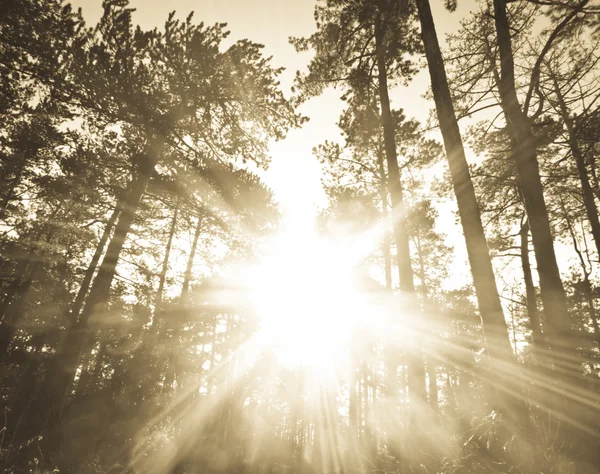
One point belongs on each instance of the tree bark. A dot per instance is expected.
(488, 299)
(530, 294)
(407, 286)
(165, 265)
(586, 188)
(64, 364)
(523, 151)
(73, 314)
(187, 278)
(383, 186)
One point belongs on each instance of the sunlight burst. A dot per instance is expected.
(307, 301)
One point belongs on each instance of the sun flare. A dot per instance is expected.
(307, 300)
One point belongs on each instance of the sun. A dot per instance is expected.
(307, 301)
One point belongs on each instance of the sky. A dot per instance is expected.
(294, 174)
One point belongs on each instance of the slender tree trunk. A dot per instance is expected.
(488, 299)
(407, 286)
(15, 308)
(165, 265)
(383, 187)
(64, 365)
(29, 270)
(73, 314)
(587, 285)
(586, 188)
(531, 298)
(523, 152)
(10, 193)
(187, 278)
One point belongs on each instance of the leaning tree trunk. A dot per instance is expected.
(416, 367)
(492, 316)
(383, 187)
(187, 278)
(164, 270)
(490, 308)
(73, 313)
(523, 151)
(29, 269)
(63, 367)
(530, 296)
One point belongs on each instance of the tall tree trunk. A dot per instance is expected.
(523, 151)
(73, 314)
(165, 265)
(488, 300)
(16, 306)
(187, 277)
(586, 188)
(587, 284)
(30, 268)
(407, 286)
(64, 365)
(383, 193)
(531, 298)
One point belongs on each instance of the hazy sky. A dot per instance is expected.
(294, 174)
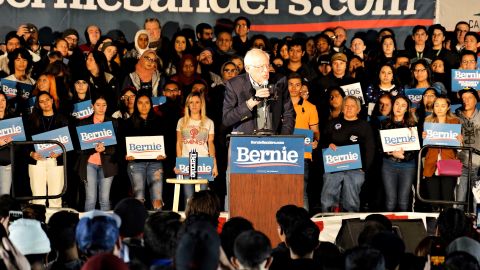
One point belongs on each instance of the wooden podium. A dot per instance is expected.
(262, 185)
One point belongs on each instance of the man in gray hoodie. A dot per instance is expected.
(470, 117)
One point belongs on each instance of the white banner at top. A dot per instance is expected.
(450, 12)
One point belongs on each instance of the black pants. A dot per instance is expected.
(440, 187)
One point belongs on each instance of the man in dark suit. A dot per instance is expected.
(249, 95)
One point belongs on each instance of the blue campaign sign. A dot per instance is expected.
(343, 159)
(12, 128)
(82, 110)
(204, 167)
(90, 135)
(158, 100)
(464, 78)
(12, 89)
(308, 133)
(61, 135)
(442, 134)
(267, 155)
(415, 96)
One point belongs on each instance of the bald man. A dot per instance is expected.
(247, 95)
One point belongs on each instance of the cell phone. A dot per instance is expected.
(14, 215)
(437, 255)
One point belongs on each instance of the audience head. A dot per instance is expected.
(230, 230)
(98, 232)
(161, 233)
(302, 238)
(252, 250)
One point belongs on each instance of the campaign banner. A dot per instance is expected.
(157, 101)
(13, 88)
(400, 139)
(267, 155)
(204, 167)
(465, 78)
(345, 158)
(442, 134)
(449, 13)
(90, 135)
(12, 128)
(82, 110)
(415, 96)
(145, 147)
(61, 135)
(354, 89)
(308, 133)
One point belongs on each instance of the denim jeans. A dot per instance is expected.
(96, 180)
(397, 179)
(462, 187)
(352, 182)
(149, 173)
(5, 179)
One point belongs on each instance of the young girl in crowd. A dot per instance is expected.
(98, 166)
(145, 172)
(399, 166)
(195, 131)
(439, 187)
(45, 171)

+--

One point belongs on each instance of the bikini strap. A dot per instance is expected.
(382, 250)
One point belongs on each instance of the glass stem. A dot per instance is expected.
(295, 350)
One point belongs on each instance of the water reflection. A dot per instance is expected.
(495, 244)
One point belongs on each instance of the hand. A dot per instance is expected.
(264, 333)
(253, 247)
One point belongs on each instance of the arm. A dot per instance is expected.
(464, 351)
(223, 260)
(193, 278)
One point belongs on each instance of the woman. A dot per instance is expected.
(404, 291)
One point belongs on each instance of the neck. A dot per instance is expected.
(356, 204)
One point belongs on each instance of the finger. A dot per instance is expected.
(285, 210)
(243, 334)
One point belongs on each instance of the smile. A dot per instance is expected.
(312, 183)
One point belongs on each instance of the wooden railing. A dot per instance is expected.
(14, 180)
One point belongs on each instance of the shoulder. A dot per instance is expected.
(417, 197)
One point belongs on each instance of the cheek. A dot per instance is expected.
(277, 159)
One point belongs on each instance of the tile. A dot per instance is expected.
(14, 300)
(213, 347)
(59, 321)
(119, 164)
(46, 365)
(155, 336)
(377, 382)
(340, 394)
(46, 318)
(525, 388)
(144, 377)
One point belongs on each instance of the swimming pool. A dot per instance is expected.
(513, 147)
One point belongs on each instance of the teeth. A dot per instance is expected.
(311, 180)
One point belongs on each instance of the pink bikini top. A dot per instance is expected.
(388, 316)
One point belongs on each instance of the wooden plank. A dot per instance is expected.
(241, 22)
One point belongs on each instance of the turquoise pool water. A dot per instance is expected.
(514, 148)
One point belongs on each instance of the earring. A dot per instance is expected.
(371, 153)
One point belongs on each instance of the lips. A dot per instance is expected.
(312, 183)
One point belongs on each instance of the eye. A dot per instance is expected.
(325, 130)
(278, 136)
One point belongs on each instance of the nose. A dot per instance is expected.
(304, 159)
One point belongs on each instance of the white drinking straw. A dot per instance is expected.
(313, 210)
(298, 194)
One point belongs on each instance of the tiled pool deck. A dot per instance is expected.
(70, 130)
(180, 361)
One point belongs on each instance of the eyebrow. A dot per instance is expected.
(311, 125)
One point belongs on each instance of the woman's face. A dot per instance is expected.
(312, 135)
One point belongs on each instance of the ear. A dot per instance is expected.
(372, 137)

+--

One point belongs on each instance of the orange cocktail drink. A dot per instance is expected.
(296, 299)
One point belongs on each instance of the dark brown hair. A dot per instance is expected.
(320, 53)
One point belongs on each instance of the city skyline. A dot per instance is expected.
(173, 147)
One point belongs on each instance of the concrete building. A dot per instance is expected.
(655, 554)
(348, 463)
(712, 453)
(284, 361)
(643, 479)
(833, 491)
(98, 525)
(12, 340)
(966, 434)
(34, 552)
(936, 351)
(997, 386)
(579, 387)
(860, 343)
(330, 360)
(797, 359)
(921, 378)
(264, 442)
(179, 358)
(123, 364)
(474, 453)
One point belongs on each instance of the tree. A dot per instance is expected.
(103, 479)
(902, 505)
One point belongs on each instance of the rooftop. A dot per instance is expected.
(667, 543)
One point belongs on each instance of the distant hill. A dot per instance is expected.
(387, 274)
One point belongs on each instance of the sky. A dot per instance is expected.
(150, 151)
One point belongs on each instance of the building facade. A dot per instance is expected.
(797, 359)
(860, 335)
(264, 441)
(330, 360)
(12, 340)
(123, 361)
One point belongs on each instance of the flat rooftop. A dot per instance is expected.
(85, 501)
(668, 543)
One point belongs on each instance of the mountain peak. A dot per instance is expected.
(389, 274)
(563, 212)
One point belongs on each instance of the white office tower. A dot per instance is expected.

+--

### [Given exercise]
Pull out every line from the entries above that contains the word "white". Treat uppercase and lowercase as different.

### [Worked solution]
One point belongs on each instance of the white banner at top. A dot per instance is expected.
One point belongs on each instance of the white drinking straw. A dot per instance is expected.
One point belongs on each instance of the white office tower. A dot per instance is expected.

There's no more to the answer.